§ Text block:
=-=-=

Genotype frequencies for six SNPs conformed to Hardy–Weinberg expectations, but rs610604 (TNFAIP3) showed moderate deviation. SNPs mapping to the IL23A and TNIP1 genes showed confirmed evidence for association with PsA at the stringent significance values set (rs2066808, IL23A, OR 0.54 (0.43–0.70), p = 9.1×10−7; rs17728338, TNIP1, OR 1.49 (1.23–1.80); p = 3.5×10−5) (table 1). No qualitative differences were noted when the UK and Ireland datasets were analysed separately for these two SNPs (supplementary tables 1 and 2, available online only). Meta-analysis of the two datasets support the results from the primary analysis, with only rs610604 (TNFAIP3) demonstrating significant heterogeneity between the two populations (supplementary table 3, available online only). The association of the TNIP1 SNP, rs17728338, appeared stronger in samples from PsA patients with type I psoriasis (n=478) with a much lower OR observed in the PsA samples with type II psoriasis (n=163) (OR 1.59 vs 1.12, respectively), although the CI overlap (table 2). However, given the limited sample numbers these results should be considered with caution. There were no qualitative differences in the effects of any SNPs when the analysis was limited to seronegative individuals (n=302).

Table 1
Summary statistics for primary case–control analysis of seven previously identified psoriasis SNPs
Table 2
Subphenotype analysis of the seven SNPs in UK dataset (control data are from the WTCCC2 only—see supplementary table 1, available online only)

SNPs mapping to the TNFAIP3, TSC1 and RNF114 genes showed borderline evidence for association at a nominal pvalue threshold of 0.05 and the remaining two SNPs showed no evidence for association with PsA in this dataset (table 1).

Discussion

We have confirmed that two loci, IL23A and TNIP1, associated with psoriasis in multiple populations, are also associated with PsA. Support for another three loci, TNFAIP3, TSC1 and RNF114, is provided by evidence of association at nominal p value thresholds of 0.05 although confirmation of association with PsA will be required in other, large datasets.

=-=-=

§ Source information:

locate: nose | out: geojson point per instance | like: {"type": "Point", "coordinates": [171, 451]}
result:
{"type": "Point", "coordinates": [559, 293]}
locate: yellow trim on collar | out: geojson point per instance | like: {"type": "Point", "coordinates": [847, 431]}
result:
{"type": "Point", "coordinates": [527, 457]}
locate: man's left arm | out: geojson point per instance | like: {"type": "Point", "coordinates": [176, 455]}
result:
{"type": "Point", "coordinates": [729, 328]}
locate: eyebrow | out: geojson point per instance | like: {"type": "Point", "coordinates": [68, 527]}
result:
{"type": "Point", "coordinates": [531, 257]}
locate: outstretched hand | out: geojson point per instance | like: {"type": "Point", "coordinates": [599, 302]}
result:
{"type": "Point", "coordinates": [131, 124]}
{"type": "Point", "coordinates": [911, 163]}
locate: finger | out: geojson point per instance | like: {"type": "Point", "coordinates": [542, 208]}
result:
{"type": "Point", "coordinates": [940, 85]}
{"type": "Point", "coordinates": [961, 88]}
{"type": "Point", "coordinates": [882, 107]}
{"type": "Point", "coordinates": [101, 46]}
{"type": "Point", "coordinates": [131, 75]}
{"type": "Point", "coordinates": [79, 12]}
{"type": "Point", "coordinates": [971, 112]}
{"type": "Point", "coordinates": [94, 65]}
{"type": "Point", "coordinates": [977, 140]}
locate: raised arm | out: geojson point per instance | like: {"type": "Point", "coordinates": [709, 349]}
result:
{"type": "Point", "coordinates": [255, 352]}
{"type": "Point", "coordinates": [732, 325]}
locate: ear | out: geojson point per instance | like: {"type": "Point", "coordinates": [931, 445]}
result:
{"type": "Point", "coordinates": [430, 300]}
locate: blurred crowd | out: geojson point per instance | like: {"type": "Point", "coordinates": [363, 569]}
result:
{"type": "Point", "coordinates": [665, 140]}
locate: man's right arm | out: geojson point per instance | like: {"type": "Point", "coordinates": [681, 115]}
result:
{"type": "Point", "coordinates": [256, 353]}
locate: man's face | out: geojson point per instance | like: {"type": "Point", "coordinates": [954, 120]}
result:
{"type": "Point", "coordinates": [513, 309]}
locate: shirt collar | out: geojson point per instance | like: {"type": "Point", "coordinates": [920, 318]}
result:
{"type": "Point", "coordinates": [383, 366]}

=-=-=

§ What is required:
Copy out the passage above on SNP associations with psoriatic arthritis in full, word for word.

§ Solution below:
Genotype frequencies for six SNPs conformed to Hardy–Weinberg expectations, but rs610604 (TNFAIP3) showed moderate deviation. SNPs mapping to the IL23A and TNIP1 genes showed confirmed evidence for association with PsA at the stringent significance values set (rs2066808, IL23A, OR 0.54 (0.43–0.70), p = 9.1×10−7; rs17728338, TNIP1, OR 1.49 (1.23–1.80); p = 3.5×10−5) (table 1). No qualitative differences were noted when the UK and Ireland datasets were analysed separately for these two SNPs (supplementary tables 1 and 2, available online only). Meta-analysis of the two datasets support the results from the primary analysis, with only rs610604 (TNFAIP3) demonstrating significant heterogeneity between the two populations (supplementary table 3, available online only). The association of the TNIP1 SNP, rs17728338, appeared stronger in samples from PsA patients with type I psoriasis (n=478) with a much lower OR observed in the PsA samples with type II psoriasis (n=163) (OR 1.59 vs 1.12, respectively), although the CI overlap (table 2). However, given the limited sample numbers these results should be considered with caution. There were no qualitative differences in the effects of any SNPs when the analysis was limited to seronegative individuals (n=302).

Table 1
Summary statistics for primary case–control analysis of seven previously identified psoriasis SNPs
Table 2
Subphenotype analysis of the seven SNPs in UK dataset (control data are from the WTCCC2 only—see supplementary table 1, available online only)

SNPs mapping to the TNFAIP3, TSC1 and RNF114 genes showed borderline evidence for association at a nominal pvalue threshold of 0.05 and the remaining two SNPs showed no evidence for association with PsA in this dataset (table 1).

Discussion

We have confirmed that two loci, IL23A and TNIP1, associated with psoriasis in multiple populations, are also associated with PsA. Support for another three loci, TNFAIP3, TSC1 and RNF114, is provided by evidence of association at nominal p value thresholds of 0.05 although confirmation of association with PsA will be required in other, large datasets.